** Passage to read **
..............................

Scott’s Closet
Scott’s Closet is an online presentation documenting artworks from my personal collection created by American self-taught artists. Many of the works have lived with me for almost 30 years, and as such has become part of my daily existence and vantage.
I have always collected– As a boy, I kept lockboxes full of rocks found in local creek-beds that I imagined to be dinosaur bones, crystals, and arrowheads. I then shifted my attention to old silver coins given to me by my Dad from his time working at a liquor store before I was born. In high school, I had short stints hoarding cheap religious clocks with dancing lights and holograms purchased from bodegas and piñata stores and stolen large-scale fashion ads from Express, where I worked after school.

..............................

[Referring expression pointing data]

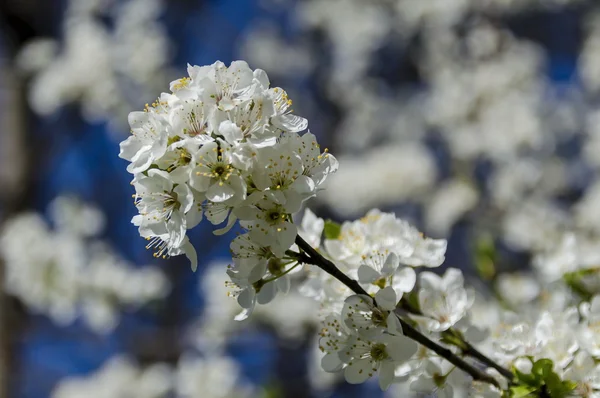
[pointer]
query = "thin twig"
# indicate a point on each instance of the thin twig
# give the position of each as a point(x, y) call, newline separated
point(311, 256)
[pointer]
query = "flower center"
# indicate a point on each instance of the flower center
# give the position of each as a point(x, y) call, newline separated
point(275, 266)
point(379, 318)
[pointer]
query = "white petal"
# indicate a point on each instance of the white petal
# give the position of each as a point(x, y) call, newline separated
point(358, 371)
point(230, 222)
point(267, 293)
point(405, 279)
point(386, 298)
point(367, 274)
point(247, 298)
point(231, 131)
point(391, 264)
point(423, 384)
point(331, 363)
point(190, 253)
point(291, 123)
point(245, 314)
point(386, 374)
point(219, 193)
point(400, 348)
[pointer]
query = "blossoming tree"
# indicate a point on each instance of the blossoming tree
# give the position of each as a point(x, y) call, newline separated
point(224, 146)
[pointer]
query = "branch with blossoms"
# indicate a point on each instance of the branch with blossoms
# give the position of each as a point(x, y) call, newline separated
point(311, 256)
point(224, 146)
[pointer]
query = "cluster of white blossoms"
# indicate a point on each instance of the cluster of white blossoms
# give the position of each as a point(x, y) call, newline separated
point(66, 272)
point(225, 146)
point(105, 68)
point(192, 377)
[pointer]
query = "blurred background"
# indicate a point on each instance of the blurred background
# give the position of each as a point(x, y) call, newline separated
point(476, 120)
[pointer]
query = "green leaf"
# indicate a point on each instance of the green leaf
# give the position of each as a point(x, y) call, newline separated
point(522, 391)
point(332, 229)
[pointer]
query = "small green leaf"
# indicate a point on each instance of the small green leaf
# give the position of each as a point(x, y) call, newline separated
point(522, 391)
point(332, 230)
point(543, 367)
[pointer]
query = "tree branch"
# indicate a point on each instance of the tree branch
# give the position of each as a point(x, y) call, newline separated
point(311, 256)
point(467, 348)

..............................

** Instructions for the task **
According to the Scott's Closet text, where did the writer work after school in high school?

** Output of the task **
Express